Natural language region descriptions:
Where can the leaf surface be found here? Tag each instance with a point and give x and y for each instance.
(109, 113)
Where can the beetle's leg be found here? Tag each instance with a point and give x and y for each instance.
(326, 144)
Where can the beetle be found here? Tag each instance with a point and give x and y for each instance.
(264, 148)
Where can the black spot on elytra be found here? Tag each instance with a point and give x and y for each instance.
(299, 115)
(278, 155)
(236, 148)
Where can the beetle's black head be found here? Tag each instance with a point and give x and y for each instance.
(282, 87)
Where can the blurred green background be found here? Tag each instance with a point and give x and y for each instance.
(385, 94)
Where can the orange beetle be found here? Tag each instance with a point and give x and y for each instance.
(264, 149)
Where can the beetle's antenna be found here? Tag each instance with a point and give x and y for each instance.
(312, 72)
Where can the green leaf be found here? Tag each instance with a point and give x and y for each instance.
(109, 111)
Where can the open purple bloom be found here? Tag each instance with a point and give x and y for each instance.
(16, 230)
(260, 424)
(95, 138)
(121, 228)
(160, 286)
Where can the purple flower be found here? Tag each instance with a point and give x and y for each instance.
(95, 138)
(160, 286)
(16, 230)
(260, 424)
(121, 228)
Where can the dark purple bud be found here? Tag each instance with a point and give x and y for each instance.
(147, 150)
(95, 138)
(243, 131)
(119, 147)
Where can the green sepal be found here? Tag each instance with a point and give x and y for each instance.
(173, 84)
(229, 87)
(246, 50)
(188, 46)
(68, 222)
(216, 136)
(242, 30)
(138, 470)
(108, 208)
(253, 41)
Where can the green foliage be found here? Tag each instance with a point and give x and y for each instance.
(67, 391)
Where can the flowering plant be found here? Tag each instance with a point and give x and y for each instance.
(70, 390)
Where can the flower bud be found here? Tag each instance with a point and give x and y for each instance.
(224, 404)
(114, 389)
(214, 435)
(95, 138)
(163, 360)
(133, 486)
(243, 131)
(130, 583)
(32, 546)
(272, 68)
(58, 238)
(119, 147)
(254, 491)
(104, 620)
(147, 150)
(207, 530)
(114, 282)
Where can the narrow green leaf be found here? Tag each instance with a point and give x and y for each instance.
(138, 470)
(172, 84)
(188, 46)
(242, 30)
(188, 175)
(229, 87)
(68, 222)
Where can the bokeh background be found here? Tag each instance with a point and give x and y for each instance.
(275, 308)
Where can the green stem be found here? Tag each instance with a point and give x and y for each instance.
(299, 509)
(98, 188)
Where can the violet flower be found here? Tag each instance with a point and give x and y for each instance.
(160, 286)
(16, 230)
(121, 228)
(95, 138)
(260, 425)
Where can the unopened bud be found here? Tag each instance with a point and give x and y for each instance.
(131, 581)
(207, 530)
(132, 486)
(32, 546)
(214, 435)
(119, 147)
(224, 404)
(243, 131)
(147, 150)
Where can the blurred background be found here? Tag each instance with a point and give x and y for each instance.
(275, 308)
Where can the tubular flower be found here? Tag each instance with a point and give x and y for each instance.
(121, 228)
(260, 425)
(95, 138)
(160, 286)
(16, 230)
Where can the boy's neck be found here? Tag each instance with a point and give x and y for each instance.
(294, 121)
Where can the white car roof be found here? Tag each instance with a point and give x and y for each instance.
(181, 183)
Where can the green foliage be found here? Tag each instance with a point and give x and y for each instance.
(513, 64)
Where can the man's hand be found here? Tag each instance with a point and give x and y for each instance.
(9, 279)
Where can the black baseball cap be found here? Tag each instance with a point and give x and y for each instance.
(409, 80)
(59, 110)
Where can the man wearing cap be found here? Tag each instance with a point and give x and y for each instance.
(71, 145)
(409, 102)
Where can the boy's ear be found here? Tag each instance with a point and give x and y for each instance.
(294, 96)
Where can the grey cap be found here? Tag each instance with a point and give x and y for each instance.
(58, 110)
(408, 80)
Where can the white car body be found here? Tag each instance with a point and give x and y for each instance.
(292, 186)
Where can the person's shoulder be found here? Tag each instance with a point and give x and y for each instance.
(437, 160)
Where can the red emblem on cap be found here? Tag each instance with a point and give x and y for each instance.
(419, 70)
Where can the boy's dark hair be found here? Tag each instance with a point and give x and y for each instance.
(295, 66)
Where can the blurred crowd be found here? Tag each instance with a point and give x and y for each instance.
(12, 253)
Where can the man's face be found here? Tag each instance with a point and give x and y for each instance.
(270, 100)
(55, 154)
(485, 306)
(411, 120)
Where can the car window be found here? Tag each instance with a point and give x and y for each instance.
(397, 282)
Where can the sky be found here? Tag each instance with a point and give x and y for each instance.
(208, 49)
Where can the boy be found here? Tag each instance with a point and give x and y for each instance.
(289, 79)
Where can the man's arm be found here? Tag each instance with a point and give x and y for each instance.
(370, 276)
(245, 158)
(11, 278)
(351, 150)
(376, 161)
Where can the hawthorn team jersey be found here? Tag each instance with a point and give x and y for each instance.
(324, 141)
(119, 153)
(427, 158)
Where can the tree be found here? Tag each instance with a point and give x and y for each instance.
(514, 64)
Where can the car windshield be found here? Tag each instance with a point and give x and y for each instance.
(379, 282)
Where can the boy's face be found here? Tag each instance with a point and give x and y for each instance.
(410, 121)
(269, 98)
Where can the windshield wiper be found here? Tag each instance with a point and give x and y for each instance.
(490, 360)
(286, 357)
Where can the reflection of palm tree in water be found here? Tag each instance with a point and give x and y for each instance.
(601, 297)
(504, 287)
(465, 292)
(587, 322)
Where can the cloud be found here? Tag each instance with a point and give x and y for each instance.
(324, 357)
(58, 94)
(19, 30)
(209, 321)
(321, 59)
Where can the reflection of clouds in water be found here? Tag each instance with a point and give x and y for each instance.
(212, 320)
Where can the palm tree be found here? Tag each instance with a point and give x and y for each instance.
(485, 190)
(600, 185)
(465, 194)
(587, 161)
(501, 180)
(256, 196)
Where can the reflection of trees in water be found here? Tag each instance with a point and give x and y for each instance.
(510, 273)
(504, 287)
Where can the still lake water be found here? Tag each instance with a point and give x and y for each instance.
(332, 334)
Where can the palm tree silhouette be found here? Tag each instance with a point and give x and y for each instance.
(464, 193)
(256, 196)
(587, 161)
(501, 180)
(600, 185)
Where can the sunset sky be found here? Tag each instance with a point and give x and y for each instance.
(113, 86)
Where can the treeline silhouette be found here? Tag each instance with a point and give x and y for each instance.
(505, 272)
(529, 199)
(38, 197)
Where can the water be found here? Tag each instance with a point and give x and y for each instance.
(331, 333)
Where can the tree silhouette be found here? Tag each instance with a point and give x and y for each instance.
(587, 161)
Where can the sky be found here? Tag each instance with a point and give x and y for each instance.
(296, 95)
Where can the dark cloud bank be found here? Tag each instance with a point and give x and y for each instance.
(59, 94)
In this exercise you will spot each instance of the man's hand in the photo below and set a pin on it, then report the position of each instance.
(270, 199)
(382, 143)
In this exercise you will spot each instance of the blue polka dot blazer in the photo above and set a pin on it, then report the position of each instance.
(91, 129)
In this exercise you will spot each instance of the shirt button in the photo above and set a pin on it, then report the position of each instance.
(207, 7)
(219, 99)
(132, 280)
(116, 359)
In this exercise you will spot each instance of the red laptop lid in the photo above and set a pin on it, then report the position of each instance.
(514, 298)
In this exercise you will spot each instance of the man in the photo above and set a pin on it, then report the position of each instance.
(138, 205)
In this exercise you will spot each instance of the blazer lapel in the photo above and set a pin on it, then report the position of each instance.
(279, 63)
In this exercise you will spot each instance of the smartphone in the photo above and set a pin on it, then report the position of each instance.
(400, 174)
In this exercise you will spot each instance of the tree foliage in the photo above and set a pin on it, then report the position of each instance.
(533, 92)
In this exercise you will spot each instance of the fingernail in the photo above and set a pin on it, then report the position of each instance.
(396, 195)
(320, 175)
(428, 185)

● WHAT NEEDS TO BE DONE
The entries above must be copied verbatim. Leave none out.

● EXERCISE RESULT
Where can the leaf surface be found here? Tag each instance with a point and give x and y for each instance.
(109, 113)
Where can the beetle's leg be found here? Tag each instance with a point and give x and y for each instance.
(326, 144)
Where can the beetle be found here? Tag each instance with a point and give x and y for each instance.
(264, 148)
Where can the black spot on elytra be found here? Tag each instance with a point and give x and y for each instance.
(299, 115)
(278, 155)
(236, 148)
Where can the beetle's black head be found here? Tag each instance with a point and give x and y for each instance.
(282, 87)
Where can the blurred green background be found here? Tag each instance with a point and give x and y for each instance.
(385, 94)
Where can the orange beetle be found here? Tag each instance with a point and give x and y for each instance.
(264, 149)
Where can the beetle's antenna be found here? Tag each instance with a point and give x and y for each instance.
(312, 72)
Where can the green leaf be found here? Tag each instance with a point and give x and y for each instance.
(109, 111)
Where can the open purple bloom be found here? Tag each instance with a point and give x and y for each instance.
(16, 230)
(260, 424)
(95, 138)
(121, 228)
(160, 286)
Where can the purple flower be found here? Tag each instance with a point and give x and y for each instance.
(95, 138)
(160, 286)
(16, 230)
(260, 424)
(121, 228)
Where can the dark purple bud be found here? Tag each instance with a point and give x and y for each instance.
(147, 150)
(95, 138)
(243, 131)
(119, 147)
Where can the green sepal be found here? Tag each instance with a point and give x and y for each instance.
(173, 84)
(229, 87)
(246, 50)
(188, 46)
(68, 222)
(216, 136)
(242, 30)
(138, 470)
(108, 208)
(253, 41)
Where can the green foliage be found here? Tag each instance with a point and give x and y for each instance.
(67, 391)
Where can the flowering plant be found here? Tag each instance with a point and give x and y for each instance.
(70, 390)
Where can the flower bud be found here? Tag each instance with a point and give x and y for each instance.
(224, 404)
(114, 389)
(214, 435)
(95, 138)
(163, 360)
(133, 486)
(243, 131)
(130, 583)
(32, 546)
(272, 68)
(58, 238)
(119, 147)
(254, 491)
(104, 620)
(147, 150)
(207, 530)
(114, 282)
Where can the narrow green leaf be found here? Tag each instance with a point and give x and y for each instance.
(138, 470)
(172, 84)
(188, 46)
(242, 30)
(188, 175)
(229, 87)
(68, 222)
Where can the bokeh background be found here? Tag each instance with a point and give x and y for each instance.
(275, 308)
Where can the green stem be found here? Tag each instance with a point and give x and y for each instance.
(299, 509)
(98, 188)
Where can the violet flower be found here? Tag each instance with a point and give x and y for each instance.
(160, 286)
(16, 230)
(121, 228)
(95, 138)
(260, 425)
Where can the unopened bud be found here? Tag each instance with a point and give x and y for each instance.
(131, 581)
(207, 530)
(132, 486)
(32, 546)
(214, 435)
(119, 147)
(224, 404)
(243, 131)
(147, 150)
Where can the blurred background be found here? Tag each instance with a point and give x and y for each instance.
(275, 308)
Where can the tubular flower be found here? Tag each instance with a point and give x and y for each instance.
(121, 228)
(260, 425)
(95, 138)
(160, 286)
(16, 230)
Where can the boy's neck be found here? Tag each instance with a point and give x and y for each instance.
(294, 121)
Where can the white car roof be found here? Tag each instance with a point and give x and y for each instance.
(181, 183)
Where can the green foliage be found here? Tag each instance with a point and give x and y for each instance.
(513, 64)
Where can the man's hand be found here? Tag each instance with a point and give x and y for each instance.
(9, 279)
Where can the black baseball cap be found here? Tag each instance with a point and give x and y for each instance.
(409, 80)
(59, 110)
Where can the man wearing cap be found here? Tag each instance with a point and give x and y for each instance.
(71, 145)
(409, 102)
Where can the boy's ear be found here? Tag each instance with a point and give x and y for each instance.
(294, 96)
Where can the grey cap be found here? Tag each instance with a point and give x and y for each instance.
(58, 110)
(408, 80)
Where can the white car body be found here? Tag each instance with a point and give x and y for each instance.
(292, 186)
Where can the person's shoulder be found here? Tag each instance with a point and give x and y for each instance.
(437, 160)
Where can the red emblem on cap be found here? Tag each instance with a point and give x and y for each instance.
(419, 70)
Where can the boy's dark hair be found here? Tag each instance with a point and give x and y for each instance.
(295, 66)
Where can the blurred crowd be found here? Tag each instance with a point and give x and y for each instance.
(12, 253)
Where can the man's face be found here? Tag each instance with a point and give x and y for each instance.
(270, 100)
(55, 154)
(485, 306)
(411, 120)
Where can the car window be found here? Tag each instance with a point and give x and y for each instance.
(397, 282)
Where can the sky be found here? Tag each instance with a point and give x and y for each instance.
(208, 49)
Where can the boy be found here? Tag each instance with a point and give x and y for each instance.
(289, 79)
Where can the man's arm be found here? Tag each instance with a point and give x and y for each instance.
(370, 276)
(245, 158)
(11, 278)
(351, 150)
(376, 161)
Where can the hawthorn team jersey be found here? Tag each instance with a point and give x and y for each instance.
(324, 141)
(119, 153)
(427, 158)
Where can the tree be found here? Tag each instance with a point and give x and y for each instance.
(514, 64)
Where can the car windshield be found here? Tag each instance with a point and give x and y for each instance.
(379, 282)
Where can the boy's face be found here? Tag each instance with a point and give x and y for each instance.
(410, 121)
(269, 98)
Where can the windshield wiper be found here? Tag each instance with a point and give x and y for each instance.
(490, 360)
(286, 357)
Where can the reflection of palm tree in water be found here? Tag each instance with a point and give x and y for each instance.
(601, 297)
(504, 287)
(465, 292)
(587, 322)
Where can the cloud be found here? Tag each instance with a point and give x and y for each instance.
(324, 357)
(58, 94)
(19, 30)
(209, 321)
(321, 59)
Where can the reflection of clouds in water be found here? Tag each instance with a point and give x and y for each instance.
(212, 320)
Where can the palm tree be found here? Tag each instance with a point and give x and y for each instance.
(485, 190)
(600, 185)
(465, 194)
(587, 161)
(501, 180)
(256, 196)
Where can the reflection of trees in water be found here? Tag each instance with a point and give x and y for each instance.
(510, 273)
(504, 287)
Where can the still lake water be found here? Tag each instance with a point and give x and y for each instance.
(332, 334)
Where can the palm tree silhouette be found here? Tag each instance with a point and give x and y for each instance.
(464, 193)
(256, 196)
(587, 161)
(501, 180)
(600, 185)
Where can the sunset sky be found here? Tag each instance with a point and give x and y for each instance.
(113, 86)
Where can the treeline silhouette be found here? Tag each instance with a point and give x and y for each instance.
(505, 272)
(529, 199)
(38, 197)
Where can the water be found here? Tag each instance with a point and give x and y for each instance.
(331, 333)
Where can the tree silhouette be found here? Tag each instance with a point and give x and y for each instance.
(587, 161)
Where can the sky be found here? Tag each instance with a point and give x and y for each instance.
(296, 95)
Where can the dark cloud bank be found here? Tag each instance with a point and give x and y for each instance.
(59, 94)
In this exercise you will spot each instance of the man's hand in the photo below and set a pin on it, then report the position of each instance.
(270, 199)
(382, 143)
In this exercise you will spot each instance of the blue polka dot blazer in the photo above and set a pin on it, then report the position of each instance.
(91, 129)
In this exercise you will spot each instance of the shirt button in the photo above and set a pin on it, then report the position of each instance.
(207, 7)
(219, 99)
(132, 280)
(116, 359)
In this exercise you will spot each instance of the red laptop lid in the photo above and set a pin on it, then report the position of each instance.
(514, 298)
In this exercise you will spot each instance of the man in the photo above and set a pin on it, then report the position of each instance.
(138, 205)
In this exercise you will spot each instance of the blazer lapel in the photo above and set a pin on it, then report the position of each instance.
(279, 63)
In this exercise you will spot each instance of the smartphone in the photo above and set a pin on it, then report the position of each instance.
(400, 174)
In this exercise you will spot each instance of the tree foliage in the photo above and set a pin on it, then report the position of each instance.
(533, 92)
In this exercise you will spot each instance of the fingernail in the photo above and set a pin on it, then report the position of each instance.
(396, 195)
(320, 175)
(428, 185)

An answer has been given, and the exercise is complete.